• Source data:
==============================
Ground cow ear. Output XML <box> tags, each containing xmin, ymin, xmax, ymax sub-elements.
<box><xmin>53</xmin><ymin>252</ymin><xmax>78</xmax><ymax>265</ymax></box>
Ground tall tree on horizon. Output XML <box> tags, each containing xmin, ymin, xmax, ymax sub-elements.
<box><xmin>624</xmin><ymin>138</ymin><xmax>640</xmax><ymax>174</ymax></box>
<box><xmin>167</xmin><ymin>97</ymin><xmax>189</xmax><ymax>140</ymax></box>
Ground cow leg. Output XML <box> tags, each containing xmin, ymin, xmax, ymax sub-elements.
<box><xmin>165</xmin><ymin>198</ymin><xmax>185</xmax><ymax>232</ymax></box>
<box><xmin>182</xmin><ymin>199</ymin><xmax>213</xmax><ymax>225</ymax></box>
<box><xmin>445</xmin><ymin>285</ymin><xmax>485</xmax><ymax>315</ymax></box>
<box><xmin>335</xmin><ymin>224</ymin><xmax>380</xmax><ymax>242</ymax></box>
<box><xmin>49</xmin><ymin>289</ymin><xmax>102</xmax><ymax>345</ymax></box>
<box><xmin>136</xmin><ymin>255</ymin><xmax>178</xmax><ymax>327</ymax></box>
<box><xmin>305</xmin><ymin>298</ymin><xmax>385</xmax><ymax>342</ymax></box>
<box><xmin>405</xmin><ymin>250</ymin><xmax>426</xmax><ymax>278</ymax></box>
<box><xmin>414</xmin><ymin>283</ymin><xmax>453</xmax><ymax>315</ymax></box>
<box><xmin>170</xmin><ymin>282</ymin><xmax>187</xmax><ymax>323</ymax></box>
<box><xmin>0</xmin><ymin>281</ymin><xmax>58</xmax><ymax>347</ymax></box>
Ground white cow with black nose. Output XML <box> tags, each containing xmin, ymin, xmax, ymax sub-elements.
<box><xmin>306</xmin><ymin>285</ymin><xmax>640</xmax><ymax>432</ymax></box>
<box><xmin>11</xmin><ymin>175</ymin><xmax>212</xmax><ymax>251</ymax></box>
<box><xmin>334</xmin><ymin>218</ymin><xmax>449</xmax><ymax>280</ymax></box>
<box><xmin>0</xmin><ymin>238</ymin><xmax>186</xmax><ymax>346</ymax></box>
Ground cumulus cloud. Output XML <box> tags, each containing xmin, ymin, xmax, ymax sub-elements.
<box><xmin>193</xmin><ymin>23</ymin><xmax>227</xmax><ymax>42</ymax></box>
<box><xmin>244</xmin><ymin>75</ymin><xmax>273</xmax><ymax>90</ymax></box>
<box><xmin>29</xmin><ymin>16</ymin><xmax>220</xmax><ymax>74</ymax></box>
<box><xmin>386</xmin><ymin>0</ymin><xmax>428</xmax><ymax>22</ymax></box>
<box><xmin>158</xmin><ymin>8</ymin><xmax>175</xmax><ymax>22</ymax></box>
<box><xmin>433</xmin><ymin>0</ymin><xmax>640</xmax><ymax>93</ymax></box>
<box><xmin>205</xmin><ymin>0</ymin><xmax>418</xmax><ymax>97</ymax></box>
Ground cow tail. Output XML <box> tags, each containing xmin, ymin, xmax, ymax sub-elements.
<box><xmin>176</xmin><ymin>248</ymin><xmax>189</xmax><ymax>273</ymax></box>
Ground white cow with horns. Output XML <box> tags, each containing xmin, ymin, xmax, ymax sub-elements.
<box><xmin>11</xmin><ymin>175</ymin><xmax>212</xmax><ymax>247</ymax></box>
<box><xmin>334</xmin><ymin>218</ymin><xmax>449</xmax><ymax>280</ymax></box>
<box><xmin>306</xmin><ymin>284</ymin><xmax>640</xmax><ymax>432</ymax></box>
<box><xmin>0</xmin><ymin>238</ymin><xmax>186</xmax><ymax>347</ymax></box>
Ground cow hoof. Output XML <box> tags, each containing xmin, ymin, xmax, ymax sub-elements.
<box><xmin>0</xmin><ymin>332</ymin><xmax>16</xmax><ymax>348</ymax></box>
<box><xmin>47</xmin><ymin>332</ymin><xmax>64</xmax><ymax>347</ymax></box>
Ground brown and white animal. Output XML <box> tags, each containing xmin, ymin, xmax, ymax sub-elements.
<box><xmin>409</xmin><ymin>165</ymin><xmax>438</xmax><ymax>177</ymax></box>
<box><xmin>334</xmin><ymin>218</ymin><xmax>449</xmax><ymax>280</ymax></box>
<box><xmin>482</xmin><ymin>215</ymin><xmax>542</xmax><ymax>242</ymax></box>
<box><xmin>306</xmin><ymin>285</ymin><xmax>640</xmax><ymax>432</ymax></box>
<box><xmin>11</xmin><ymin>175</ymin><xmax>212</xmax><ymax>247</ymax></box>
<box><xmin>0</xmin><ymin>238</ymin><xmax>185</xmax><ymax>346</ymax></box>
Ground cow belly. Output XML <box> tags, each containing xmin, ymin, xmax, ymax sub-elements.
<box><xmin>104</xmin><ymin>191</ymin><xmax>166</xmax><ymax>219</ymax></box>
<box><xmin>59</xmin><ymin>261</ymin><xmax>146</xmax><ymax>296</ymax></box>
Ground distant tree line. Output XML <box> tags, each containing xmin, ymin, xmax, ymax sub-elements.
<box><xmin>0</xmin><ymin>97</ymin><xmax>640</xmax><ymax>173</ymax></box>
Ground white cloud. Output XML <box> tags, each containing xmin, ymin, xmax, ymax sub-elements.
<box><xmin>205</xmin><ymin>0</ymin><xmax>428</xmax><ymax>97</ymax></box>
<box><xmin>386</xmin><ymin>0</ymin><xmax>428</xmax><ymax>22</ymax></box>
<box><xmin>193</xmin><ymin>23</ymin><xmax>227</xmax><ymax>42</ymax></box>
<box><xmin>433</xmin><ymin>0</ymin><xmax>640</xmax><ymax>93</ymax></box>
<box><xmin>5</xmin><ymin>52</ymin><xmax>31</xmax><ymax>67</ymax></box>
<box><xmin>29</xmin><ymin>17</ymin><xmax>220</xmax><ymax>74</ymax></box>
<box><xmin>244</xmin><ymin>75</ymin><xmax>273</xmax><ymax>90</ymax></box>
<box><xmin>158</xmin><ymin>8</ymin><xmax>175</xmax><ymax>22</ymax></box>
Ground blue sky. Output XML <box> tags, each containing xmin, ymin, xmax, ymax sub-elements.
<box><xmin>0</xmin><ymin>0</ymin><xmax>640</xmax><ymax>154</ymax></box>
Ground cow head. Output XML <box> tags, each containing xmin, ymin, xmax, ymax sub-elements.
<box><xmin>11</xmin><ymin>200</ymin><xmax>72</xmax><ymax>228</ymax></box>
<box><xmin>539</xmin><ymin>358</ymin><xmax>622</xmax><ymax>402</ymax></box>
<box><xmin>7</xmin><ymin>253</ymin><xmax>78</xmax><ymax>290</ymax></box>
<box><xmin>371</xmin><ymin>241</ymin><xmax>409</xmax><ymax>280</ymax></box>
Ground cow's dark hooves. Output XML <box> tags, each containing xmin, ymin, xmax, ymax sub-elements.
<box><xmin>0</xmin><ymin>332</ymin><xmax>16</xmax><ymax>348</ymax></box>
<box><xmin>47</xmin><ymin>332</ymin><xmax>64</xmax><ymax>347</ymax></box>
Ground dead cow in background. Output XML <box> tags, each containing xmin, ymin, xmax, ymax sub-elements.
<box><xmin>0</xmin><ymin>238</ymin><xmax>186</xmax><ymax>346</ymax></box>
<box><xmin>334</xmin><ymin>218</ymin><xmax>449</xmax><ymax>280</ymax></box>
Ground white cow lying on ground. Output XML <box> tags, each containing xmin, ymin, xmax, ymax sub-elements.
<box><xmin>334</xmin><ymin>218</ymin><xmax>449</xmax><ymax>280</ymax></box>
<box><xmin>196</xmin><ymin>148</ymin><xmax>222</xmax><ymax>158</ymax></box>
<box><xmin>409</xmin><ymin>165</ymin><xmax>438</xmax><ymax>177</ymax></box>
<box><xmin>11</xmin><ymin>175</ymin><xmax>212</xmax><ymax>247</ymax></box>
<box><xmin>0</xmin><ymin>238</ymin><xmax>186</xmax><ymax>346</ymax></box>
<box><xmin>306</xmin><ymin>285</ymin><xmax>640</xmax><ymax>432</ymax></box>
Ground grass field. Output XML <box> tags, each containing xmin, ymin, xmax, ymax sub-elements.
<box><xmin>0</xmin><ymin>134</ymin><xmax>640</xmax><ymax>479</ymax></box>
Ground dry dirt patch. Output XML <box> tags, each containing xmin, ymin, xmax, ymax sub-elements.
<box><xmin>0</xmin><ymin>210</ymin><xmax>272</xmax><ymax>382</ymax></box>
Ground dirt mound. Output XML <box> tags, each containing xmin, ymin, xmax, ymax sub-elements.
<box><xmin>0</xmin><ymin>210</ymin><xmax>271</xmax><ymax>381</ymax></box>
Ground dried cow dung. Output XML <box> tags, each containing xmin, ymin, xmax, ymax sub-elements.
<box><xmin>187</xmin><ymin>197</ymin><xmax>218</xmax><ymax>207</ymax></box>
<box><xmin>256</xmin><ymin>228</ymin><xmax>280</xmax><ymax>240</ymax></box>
==============================
• WHAT YOU NEED TO DO:
Reproduce verbatim the lines of the material starting with the one that contains "Ground grass field." and continuing to the end of the material, both ends included.

• FULL RESPONSE:
Ground grass field. Output XML <box> tags, each containing xmin, ymin, xmax, ymax sub-elements.
<box><xmin>0</xmin><ymin>134</ymin><xmax>640</xmax><ymax>479</ymax></box>
Ground dry dirt patch. Output XML <box> tags, each containing xmin, ymin, xmax, ymax sub-elements.
<box><xmin>0</xmin><ymin>210</ymin><xmax>272</xmax><ymax>382</ymax></box>
Ground dirt mound. Output XML <box> tags, each containing xmin, ymin, xmax, ymax sub-elements.
<box><xmin>0</xmin><ymin>210</ymin><xmax>271</xmax><ymax>381</ymax></box>
Ground dried cow dung. Output XML <box> tags, each containing xmin, ymin, xmax, ymax sub-elements.
<box><xmin>187</xmin><ymin>197</ymin><xmax>218</xmax><ymax>207</ymax></box>
<box><xmin>256</xmin><ymin>228</ymin><xmax>280</xmax><ymax>240</ymax></box>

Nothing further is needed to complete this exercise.